About this task ▸
Carry on the article about health care quality measures and doctor behaviors, starting right after its final sentence.
(Document segment Opens)
Quality Measures and Doctor Behaviors

by Vadim Shteyler

Efforts to improve health care quality under the ACA have been directed towards expanding EHR use and health IT, improving care delivery by promoting care coordination and population health, and laying incentives for providers to meet quality measures. The 33 ACO quality measures include 8 measures to evaluate preventive care, 12 measures to address goals of managing 4 common diseases, and 7 to assess patient satisfaction. Though quality improvements have not been consistently shown, studies have found modest Medicare spending reductions. In fiscal year 2013, CMS began reducing health care reimbursement rates to hospitals with excessive 30-day readmission rates, as generalized by their readmission rates for heart attacks, heart failure, and pneumonias. These were extended to include readmission rates for hip and knee surgeries in fiscal year 2015. And, as readmissions were estimated to account for $17.5 billion of Medicare costs in 2012 (in part attributable to insufficient discharge services, access to outpatient care, and follow-up), efforts to curb them are expected to continue.
(Document segment Closes)
(Provided data Opens)
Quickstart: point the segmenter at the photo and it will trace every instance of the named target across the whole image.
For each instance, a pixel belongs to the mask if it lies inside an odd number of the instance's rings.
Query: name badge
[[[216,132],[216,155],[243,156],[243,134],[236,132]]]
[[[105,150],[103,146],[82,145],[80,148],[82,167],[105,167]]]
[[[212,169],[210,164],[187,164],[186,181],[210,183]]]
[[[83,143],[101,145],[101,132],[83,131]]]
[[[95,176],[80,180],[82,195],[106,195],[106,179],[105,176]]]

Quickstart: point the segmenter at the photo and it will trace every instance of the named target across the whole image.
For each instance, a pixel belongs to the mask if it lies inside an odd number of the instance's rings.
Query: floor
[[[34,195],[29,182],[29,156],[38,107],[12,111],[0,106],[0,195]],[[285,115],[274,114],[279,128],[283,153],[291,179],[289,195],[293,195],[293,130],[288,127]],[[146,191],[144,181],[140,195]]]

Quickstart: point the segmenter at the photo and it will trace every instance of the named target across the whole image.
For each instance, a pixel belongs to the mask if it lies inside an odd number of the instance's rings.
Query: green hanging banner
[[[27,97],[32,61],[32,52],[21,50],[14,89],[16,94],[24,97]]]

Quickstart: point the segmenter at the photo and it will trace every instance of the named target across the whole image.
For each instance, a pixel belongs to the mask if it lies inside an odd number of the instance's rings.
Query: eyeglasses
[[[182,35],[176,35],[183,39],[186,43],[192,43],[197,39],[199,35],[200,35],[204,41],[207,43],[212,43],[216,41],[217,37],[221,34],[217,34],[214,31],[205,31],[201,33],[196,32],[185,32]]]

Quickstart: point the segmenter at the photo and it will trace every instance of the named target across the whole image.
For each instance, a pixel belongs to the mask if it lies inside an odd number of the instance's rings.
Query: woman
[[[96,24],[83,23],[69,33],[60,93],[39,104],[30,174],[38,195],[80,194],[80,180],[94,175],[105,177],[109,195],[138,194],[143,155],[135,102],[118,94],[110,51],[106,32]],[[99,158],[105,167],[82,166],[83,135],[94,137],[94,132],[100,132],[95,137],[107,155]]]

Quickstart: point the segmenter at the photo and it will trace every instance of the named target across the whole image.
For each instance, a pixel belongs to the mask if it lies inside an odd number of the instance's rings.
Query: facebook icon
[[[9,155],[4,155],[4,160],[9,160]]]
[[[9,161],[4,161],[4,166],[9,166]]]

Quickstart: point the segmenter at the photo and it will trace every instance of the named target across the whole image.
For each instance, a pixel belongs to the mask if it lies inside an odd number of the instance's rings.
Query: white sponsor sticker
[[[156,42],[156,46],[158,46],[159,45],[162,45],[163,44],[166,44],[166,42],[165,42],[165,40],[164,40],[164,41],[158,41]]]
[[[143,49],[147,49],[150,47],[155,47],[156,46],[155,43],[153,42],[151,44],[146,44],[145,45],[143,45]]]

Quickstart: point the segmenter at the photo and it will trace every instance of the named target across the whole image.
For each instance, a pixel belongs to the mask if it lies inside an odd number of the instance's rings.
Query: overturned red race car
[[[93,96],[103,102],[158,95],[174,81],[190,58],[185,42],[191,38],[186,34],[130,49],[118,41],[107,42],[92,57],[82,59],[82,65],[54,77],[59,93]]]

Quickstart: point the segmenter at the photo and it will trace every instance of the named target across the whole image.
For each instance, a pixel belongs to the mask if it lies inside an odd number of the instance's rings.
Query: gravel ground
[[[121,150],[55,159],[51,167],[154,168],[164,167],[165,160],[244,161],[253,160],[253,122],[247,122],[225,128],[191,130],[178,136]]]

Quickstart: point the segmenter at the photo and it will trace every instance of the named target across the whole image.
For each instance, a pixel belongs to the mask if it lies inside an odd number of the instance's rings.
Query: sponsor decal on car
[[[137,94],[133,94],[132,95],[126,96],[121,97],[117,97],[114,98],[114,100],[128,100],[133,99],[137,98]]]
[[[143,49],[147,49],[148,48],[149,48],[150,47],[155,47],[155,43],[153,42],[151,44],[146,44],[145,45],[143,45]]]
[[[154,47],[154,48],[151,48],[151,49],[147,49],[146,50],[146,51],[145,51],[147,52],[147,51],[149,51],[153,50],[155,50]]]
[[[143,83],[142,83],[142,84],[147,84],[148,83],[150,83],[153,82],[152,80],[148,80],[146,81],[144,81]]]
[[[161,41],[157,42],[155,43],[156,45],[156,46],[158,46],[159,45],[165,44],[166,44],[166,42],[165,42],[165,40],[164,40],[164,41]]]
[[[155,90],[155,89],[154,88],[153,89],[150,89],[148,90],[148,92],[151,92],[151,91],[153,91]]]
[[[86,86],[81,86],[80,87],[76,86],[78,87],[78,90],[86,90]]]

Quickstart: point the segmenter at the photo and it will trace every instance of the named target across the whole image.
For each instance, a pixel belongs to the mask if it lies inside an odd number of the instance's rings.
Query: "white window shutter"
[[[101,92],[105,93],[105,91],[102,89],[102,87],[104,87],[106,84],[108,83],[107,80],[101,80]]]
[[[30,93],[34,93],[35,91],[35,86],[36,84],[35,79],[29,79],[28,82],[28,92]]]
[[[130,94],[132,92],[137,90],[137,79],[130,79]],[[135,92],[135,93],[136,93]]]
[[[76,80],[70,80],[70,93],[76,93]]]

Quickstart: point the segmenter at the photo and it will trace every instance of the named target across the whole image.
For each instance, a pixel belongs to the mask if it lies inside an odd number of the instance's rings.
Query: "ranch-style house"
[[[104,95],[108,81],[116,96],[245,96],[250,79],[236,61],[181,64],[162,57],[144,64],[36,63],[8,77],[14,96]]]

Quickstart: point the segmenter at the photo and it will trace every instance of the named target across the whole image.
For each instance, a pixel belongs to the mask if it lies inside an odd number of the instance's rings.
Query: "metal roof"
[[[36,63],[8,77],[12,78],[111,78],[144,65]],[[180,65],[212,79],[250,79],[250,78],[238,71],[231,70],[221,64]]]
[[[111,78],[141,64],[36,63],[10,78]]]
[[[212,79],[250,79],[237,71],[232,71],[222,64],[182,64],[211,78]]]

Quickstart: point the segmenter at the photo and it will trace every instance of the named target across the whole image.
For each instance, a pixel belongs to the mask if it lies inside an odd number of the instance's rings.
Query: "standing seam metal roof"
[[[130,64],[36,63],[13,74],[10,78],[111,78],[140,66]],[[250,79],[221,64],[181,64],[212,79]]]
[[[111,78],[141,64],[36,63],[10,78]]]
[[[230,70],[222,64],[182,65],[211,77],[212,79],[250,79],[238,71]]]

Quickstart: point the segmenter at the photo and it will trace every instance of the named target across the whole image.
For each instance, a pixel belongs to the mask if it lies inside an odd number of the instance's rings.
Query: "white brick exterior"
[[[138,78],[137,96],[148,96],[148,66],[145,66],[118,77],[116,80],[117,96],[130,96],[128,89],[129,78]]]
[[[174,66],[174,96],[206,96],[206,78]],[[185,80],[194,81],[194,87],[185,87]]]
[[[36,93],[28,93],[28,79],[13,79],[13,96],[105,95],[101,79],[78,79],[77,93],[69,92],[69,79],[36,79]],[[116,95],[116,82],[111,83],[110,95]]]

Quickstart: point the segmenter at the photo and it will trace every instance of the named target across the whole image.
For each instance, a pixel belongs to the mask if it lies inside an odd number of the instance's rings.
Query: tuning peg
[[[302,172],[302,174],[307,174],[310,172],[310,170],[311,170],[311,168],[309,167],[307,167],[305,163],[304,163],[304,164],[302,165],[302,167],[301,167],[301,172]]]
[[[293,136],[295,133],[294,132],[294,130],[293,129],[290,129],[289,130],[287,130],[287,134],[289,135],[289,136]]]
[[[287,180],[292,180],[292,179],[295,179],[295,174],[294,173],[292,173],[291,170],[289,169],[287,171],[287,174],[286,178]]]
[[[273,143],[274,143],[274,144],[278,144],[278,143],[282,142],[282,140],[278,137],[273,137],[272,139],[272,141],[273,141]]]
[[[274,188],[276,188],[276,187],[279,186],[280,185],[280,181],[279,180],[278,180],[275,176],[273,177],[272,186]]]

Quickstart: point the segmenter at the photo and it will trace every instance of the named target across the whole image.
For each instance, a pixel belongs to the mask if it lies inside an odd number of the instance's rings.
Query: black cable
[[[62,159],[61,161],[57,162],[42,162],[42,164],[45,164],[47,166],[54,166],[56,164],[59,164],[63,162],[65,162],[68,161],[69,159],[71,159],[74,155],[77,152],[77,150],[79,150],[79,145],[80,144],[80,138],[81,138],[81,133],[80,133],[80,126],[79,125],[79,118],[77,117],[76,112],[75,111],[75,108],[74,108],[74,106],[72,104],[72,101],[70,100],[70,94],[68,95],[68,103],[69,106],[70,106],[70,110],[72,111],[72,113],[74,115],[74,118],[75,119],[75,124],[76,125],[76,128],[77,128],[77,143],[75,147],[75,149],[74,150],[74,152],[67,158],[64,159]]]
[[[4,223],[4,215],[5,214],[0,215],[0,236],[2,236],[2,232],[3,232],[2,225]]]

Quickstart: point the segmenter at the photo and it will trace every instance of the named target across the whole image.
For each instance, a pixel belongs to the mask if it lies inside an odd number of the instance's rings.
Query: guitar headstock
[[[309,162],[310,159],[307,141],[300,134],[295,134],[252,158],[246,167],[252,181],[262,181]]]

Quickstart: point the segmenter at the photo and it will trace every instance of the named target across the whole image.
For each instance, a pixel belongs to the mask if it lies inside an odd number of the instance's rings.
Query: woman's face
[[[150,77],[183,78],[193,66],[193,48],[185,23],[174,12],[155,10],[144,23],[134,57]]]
(Provided data Closes)
Task output ▸
The ACO quality measures have been criticized for being too process oriented (as opposed to outcomes oriented). And, undoubtedly, so few quality measures can’t encapsulate all of health care. Noted shortcomings of readmission rates as a valid indicator of quality include that they do not differentiate between planned and unplanned readmissions and they don’t adequately control for different case-mixes between hospitals. As psychiatric illness is often poorly recorded in medical records, it is a major confounder that may impact different hospitals differently. In this blog post, I add the speculative concerns of a medical student from limited experiences on the wards.

Regarding 30-day readmission rates, I wonder whether efforts to prevent readmissions may, in some instances, unnecessarily prolong the initial hospital stay. When considering discharge for a hypothetical ailment, instead of being 70% confident that a patient will recover without additional medical intervention, clinicians may wait to become 85% confident, thus prolonging the initial hospital stay. Fear of added readmissions from nosocomial infections might mitigate the process, however, for many conditions, this may not be enough. Though readmission rates may fall, the average number of hospital days for the condition may increase.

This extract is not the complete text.